** WHAT YOU WILL DO **
The printed result should hold only the lines from the opening of the data through the line bearing "positive clicks: (34, 375)", exactly as given and without pictures.

• • • • • • •

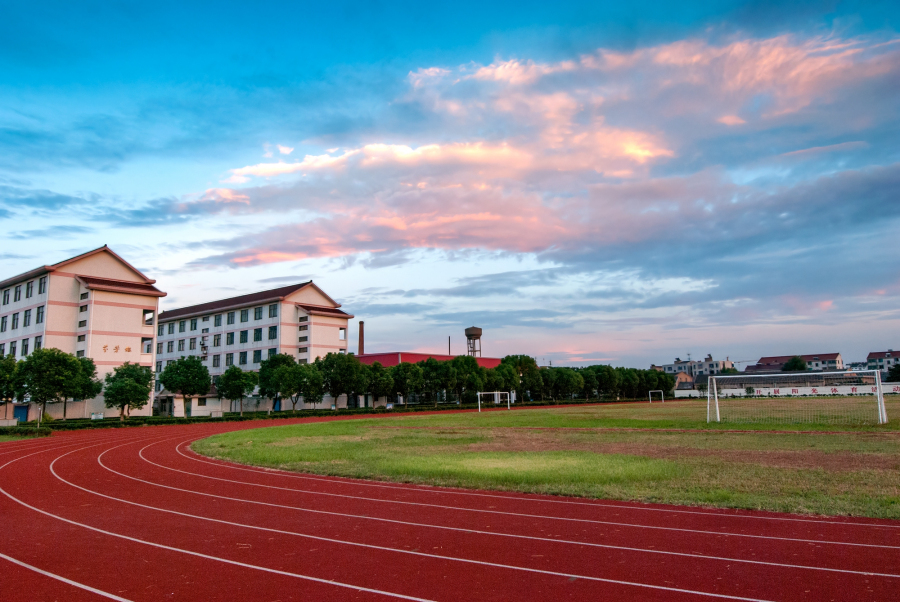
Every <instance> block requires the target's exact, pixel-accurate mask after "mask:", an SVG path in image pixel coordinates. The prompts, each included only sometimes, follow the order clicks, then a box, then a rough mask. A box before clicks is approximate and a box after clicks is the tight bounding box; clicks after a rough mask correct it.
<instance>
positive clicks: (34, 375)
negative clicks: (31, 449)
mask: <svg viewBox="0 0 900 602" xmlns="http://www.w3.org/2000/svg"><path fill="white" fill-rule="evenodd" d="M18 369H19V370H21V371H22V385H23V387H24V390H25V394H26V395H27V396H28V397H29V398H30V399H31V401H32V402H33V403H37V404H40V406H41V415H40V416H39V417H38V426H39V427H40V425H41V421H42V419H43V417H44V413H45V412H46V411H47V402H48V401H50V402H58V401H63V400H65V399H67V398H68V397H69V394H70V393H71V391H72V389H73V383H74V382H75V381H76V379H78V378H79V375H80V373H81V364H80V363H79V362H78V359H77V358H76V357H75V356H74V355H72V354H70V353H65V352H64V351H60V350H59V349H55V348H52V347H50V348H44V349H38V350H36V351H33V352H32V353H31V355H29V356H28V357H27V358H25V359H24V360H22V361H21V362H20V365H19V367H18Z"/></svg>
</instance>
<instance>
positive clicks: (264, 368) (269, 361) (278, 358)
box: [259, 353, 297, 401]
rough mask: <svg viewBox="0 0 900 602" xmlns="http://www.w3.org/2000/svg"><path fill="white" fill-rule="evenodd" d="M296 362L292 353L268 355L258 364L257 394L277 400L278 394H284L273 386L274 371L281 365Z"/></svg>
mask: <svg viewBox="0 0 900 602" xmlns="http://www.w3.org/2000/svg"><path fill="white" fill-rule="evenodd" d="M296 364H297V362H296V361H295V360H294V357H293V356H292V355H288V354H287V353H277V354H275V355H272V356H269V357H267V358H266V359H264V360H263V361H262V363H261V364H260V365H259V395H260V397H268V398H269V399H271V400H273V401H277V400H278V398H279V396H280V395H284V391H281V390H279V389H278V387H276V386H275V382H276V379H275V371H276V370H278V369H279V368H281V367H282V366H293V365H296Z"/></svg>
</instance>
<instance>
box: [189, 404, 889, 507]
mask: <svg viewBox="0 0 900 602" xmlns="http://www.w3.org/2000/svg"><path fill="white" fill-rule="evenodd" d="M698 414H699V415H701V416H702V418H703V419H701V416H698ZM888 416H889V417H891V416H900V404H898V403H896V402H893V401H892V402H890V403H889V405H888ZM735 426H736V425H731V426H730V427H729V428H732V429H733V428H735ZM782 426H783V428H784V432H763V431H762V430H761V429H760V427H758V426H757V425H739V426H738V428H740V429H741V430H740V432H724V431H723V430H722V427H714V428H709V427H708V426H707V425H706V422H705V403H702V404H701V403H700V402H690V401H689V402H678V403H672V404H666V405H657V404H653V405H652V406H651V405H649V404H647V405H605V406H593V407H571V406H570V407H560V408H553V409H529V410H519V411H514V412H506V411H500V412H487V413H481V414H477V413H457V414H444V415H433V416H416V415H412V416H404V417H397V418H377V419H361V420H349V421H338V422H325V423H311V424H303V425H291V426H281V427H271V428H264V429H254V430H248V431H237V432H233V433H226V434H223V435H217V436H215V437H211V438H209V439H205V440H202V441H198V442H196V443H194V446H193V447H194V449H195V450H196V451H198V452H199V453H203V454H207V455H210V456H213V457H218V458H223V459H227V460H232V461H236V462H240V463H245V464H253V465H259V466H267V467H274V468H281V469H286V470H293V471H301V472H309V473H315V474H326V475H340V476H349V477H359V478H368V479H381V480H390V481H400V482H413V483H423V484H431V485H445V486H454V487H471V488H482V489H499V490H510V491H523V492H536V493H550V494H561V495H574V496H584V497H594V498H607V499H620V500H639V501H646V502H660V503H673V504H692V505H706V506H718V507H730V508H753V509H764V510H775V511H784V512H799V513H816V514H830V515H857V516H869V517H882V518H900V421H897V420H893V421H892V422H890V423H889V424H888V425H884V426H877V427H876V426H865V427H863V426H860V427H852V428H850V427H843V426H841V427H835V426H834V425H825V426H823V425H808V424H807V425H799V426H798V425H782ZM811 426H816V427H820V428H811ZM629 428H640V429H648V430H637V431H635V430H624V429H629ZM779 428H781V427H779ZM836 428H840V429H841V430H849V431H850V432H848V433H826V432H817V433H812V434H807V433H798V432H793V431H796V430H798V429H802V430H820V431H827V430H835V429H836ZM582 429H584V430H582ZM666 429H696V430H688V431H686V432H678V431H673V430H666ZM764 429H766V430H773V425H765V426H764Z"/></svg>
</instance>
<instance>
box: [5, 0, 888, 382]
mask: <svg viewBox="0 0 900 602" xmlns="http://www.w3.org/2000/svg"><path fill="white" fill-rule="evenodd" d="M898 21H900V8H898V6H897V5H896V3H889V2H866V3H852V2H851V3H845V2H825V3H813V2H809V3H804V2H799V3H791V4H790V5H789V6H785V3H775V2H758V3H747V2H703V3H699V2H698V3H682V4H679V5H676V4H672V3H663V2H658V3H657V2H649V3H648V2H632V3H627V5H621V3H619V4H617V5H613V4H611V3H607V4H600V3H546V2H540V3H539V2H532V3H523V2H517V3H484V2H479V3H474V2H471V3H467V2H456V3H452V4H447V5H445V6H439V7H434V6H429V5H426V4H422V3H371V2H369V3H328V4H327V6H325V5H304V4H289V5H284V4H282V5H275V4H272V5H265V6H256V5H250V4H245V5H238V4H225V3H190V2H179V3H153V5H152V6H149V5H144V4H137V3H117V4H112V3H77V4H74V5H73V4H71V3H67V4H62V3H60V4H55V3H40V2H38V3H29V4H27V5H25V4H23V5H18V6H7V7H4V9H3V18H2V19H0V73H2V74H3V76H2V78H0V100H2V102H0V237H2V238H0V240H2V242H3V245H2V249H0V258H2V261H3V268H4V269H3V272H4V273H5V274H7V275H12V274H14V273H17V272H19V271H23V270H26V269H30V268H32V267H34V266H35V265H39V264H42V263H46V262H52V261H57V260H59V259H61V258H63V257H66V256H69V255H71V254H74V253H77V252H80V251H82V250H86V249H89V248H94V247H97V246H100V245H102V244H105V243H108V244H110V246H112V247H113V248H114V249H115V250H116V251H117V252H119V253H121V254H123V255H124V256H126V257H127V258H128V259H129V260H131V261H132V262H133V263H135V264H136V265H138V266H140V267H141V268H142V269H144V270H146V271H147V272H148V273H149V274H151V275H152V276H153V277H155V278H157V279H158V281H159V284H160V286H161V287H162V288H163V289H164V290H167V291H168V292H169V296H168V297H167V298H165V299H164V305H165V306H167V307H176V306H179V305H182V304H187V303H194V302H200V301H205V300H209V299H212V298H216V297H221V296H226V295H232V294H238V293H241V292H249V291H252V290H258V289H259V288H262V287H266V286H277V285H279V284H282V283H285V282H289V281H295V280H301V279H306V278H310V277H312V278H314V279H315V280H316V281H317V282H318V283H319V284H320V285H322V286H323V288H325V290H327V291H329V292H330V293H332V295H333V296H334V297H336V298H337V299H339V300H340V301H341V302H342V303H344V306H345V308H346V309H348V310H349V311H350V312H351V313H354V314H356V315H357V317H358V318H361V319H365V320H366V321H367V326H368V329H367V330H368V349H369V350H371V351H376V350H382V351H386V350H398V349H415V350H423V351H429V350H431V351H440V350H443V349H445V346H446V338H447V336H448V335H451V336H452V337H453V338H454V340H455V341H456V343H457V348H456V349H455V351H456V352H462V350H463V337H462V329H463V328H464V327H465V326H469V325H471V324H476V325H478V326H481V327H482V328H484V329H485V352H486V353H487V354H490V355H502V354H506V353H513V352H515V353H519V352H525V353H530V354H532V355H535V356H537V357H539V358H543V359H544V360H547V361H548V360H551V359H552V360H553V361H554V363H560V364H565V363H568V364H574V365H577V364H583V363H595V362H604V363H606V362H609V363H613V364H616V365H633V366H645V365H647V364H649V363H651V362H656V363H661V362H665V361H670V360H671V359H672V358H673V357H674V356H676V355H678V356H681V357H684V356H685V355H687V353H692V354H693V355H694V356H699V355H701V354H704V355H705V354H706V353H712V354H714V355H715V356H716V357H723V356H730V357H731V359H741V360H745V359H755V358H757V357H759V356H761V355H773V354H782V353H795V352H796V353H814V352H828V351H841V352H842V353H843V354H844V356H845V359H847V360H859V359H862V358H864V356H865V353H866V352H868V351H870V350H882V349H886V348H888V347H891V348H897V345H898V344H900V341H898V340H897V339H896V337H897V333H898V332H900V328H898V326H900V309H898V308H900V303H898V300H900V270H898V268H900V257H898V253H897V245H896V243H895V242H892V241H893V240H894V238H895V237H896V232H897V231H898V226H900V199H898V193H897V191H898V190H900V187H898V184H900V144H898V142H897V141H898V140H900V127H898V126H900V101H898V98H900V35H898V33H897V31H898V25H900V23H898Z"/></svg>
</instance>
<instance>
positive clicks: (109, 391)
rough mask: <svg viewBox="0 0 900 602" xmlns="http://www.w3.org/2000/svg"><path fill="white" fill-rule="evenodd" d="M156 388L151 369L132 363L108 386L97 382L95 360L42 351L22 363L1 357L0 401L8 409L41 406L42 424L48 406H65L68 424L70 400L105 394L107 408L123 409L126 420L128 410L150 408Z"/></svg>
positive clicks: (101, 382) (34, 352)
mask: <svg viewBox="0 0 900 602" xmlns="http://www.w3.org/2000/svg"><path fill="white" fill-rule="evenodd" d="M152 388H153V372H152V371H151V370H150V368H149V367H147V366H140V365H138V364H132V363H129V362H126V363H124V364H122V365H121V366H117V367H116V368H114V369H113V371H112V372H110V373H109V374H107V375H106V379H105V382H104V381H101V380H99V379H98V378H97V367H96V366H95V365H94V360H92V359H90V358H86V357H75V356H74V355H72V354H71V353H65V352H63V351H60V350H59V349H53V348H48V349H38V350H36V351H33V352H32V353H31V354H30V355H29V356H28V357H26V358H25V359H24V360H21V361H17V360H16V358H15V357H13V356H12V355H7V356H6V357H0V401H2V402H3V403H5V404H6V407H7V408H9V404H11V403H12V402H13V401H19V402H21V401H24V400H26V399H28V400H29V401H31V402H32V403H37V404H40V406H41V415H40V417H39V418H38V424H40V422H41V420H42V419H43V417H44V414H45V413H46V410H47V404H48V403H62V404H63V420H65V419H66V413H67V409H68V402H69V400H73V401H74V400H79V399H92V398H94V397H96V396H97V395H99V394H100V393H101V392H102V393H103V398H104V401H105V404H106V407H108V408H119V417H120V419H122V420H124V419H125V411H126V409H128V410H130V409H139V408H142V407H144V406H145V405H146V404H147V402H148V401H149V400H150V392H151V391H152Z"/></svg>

• • • • • • •

** THE ANSWER **
Every <instance> block requires the target's exact, pixel-accurate mask after "mask:", an SVG path in image pixel coordinates. The prompts, each included only sometimes, follow the order clicks, then a box, then a rough mask. A box before clicks is approximate and a box after clicks is the tight bounding box; clicks after a rough mask correct it.
<instance>
positive clicks: (34, 375)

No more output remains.